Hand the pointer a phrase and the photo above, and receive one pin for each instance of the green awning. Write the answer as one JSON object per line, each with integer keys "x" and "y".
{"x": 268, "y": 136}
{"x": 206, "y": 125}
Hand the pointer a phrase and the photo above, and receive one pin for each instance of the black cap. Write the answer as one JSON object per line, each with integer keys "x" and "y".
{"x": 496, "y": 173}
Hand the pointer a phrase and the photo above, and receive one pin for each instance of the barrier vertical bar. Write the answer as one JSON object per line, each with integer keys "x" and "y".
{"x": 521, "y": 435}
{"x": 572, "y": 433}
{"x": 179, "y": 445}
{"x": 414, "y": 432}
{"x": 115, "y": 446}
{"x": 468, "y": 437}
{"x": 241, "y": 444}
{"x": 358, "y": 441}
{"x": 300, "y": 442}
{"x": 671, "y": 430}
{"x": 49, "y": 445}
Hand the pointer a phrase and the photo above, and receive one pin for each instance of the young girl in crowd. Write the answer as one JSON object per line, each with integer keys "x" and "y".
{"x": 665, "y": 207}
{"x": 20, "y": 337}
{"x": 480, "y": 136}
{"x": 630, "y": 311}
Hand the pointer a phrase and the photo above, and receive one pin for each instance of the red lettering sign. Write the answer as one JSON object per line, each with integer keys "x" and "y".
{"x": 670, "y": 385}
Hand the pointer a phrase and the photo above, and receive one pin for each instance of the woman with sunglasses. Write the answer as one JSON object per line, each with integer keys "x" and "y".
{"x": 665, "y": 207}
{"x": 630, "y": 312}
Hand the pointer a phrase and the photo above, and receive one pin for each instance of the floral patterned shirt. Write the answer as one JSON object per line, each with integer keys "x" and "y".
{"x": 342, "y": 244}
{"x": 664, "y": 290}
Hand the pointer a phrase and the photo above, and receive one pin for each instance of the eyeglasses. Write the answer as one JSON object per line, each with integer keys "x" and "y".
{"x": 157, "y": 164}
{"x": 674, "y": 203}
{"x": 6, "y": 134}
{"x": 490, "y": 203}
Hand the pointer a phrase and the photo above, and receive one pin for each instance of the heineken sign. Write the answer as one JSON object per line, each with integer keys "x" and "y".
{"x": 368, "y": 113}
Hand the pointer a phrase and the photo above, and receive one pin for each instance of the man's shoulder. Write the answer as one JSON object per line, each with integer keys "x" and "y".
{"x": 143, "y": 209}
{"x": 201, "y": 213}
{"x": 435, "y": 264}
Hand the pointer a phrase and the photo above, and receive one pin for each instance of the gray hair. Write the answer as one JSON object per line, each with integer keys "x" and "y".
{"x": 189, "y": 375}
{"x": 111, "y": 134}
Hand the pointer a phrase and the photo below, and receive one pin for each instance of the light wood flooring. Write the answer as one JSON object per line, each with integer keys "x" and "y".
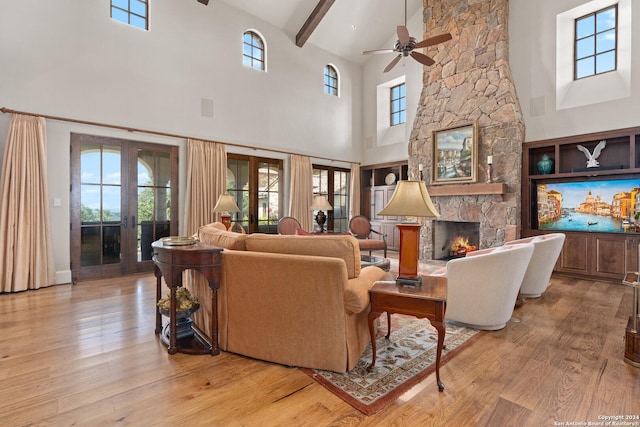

━━━━━━━━━━━━━━━━━━━━

**What is needed**
Format all of the data above as a numbered list with one line per item, skipping blank lines. Leave the picture out.

**Output**
1. Hand the pointer a phrase and the photo above, and receive one pin for each instance of the green awning. Write the answer as one JSON object per line, each with integer keys "x" and "y".
2. {"x": 268, "y": 136}
3. {"x": 206, "y": 125}
4. Hand the pointer a phrase and the photo above, and receive one pin for each instance of the black cap. Write the answer as one JSON object per line, each with integer keys "x" and "y".
5. {"x": 496, "y": 173}
6. Hand the pointer a phrase and the photo above, and receive one pin for each instance of the barrier vertical bar. Write the answer as one JSON object per line, each with integer keys "x" and "y".
7. {"x": 521, "y": 435}
8. {"x": 572, "y": 433}
9. {"x": 179, "y": 445}
10. {"x": 414, "y": 432}
11. {"x": 115, "y": 446}
12. {"x": 468, "y": 437}
13. {"x": 241, "y": 444}
14. {"x": 358, "y": 441}
15. {"x": 300, "y": 442}
16. {"x": 671, "y": 430}
17. {"x": 49, "y": 445}
18. Hand the pointer a phrase and the photo above, and receive one pin for each instance of the young girl in crowd. Write the answer as one JSON object per line, each with integer keys "x" and "y".
19. {"x": 665, "y": 207}
20. {"x": 20, "y": 337}
21. {"x": 480, "y": 136}
22. {"x": 630, "y": 311}
23. Hand the pointer a phrase and the photo above, and receive one pin for each instance of the red lettering sign. Write the answer as one JSON object per line, each with integer keys "x" and "y".
24. {"x": 670, "y": 385}
25. Hand the pointer a phrase and the photo above, and receive one pin for each instance of the woman with sunglasses. Write the answer as one JSON object per line, each with integer keys "x" and "y".
26. {"x": 665, "y": 207}
27. {"x": 630, "y": 312}
28. Hand the pointer a phrase and the photo above, and receive one pin for each instance of the floral patterned shirt. Write the answer as one JSON object per line, each with integer keys "x" and "y".
29. {"x": 342, "y": 244}
30. {"x": 664, "y": 290}
31. Hand the pointer a phrase and the photo above, and receive one pin for each instance of the eyeglasses. Write the answer as one JSON object per line, each with integer keys "x" and "y".
32. {"x": 157, "y": 164}
33. {"x": 674, "y": 203}
34. {"x": 6, "y": 134}
35. {"x": 490, "y": 203}
36. Hand the pointer a phrase and the photo above, and receive one pin for each instance of the heineken sign. Write the answer as one JSON object per line, each with integer keys "x" and "y".
37. {"x": 368, "y": 113}
38. Hand the pointer a phrase and the photo above, and receive one pin for each instance of the man's shoulder. Write the answer as one JSON object per line, each with integer keys "x" and "y".
39. {"x": 143, "y": 209}
40. {"x": 201, "y": 213}
41. {"x": 435, "y": 264}
42. Hand the pointer a phrase and the photo above, and receive one pin for each instance of the gray hair. Write the answer as one JSON object per line, each with integer keys "x" and "y".
43. {"x": 189, "y": 375}
44. {"x": 111, "y": 134}
45. Hand the pointer a phrase and the photo below, and receive one pin for each instance of the light wood flooring. Write the answer as one JSON object per line, each with integer keys "x" and "y".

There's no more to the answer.